# Email Alternatives to Gmail



## Brother John

I am interested to find out about email alternatives to Gmail. I would like a free or close to free service that is more private. Any suggestions?


----------



## JS116

hmmm..I only have a Gmail,Yahoo and a Hotmail(That I dont use) so I cant really say to much about the other providers.

These links seem helpful...

Top Rated Free email providers:
Top 17 Free Email Services - About Email

Comparison of the top email providers:
Comparison of webmail providers - Wikipedia, the free encyclopedia


----------



## Scottish Lass

I think that's part of what you're exchanging for free.


----------



## Edward

I have an old Excite account left over from my Prodigy days. I quit using it when they went to a webmail interface that is so bad that it had to be intentional. 

I just tried it to time how long it took to load - gave up after two minutes (and I have fiber to the house). And they delete your emails after 90 days. But it is a free alternative.


----------



## Rich Koster

NetZero


----------



## Skyler

Brother John said:


> I am interested to find out about email alternatives to Gmail. I would like a free or close to free service that is more private. Any suggestions?



When you say "more private," what exactly do you mean?


----------



## N. Eshelman

You could go back in time and use AOL. Maybe you could even get a CD-rom to upload it? I bet I have one laying around somewhere...

**DATA PROVIDED**

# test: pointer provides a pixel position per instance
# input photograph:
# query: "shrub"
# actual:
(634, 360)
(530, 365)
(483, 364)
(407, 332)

**EXERCISE SET**
(1) In the thread on email alternatives to Gmail, how long does Excite keep emails before deleting them?
(2) From the thread on email alternatives to Gmail, reproduce word for word the part that opens with the words containing "I just tried" and closes with "a free alternative.".
(3) Write the next part of the forum thread on email alternatives to Gmail, following on from its final post.

**THE RESULTS**
(1) 90 days.

(2)
I just tried it to time how long it took to load - gave up after two minutes (and I have fiber to the house). And they delete your emails after 90 days. But it is a free alternative.

(3)
----------



## PuritanCovenanter

I didn't get a hotmail account and I get less junk and all even though I use it and hotmail is it's general stay. MSN.com was early and I have an msn.com email that seems more private. Maybe it isn't. Like Pastor Eshelman recommended, my aol accounts don't get bothered either. I have two. I don't ever have them come up with junk. They are the less frequented and I check them just as much as gmail, yahoo, and my msn account. I have netzero also but a lot of stuff from them and finally quit checking them. they were my first since I got them from K-Mart. LOL Bluelight Special.


----------



## GulfCoast Presbyterian

Check with your internet service provider. We get a couple of free accounts through bellsouth for using them as our ISP. No spam at all.


----------



## jwithnell

I too wonder what you mean by "more private."

We use Hotmail, then I have a Yahoo account to use when you must give your email to move through a registration. Most of the junk goes to yahoo that way. I'm also relentless at hitting the "junk" button when stuff makes it into my Hotmail account.


----------



## Jeremy Hoover

I thought Google had a good reputation for privacy, at least with its Gmail program. I've used Gmail for many years without any problems. Gmail also has a very good built-in spam filter.


----------



## JM

I use Yahoo and Zoho. Both are been pretty good. Yahoo has had a few glitches since they upgraded but I can send text messages and chat with it so I do like. Zoho is a lot bigger but I use it only for emailing, was recommended by a magazine (can't remember the title).


----------



## Edward

Jeremy Hoover said:


> I thought Google had a good reputation for privacy, at least with its Gmail program.



New privacy policy. They will now track user specific information across their various offerings.


----------



## Brother John

Edward said:


> Jeremy Hoover said:
> 
> 
> 
> I thought Google had a good reputation for privacy, at least with its Gmail program.
> 
> 
> 
> 
> New privacy policy. They will now track user specific information across their various offerings.
Click to expand...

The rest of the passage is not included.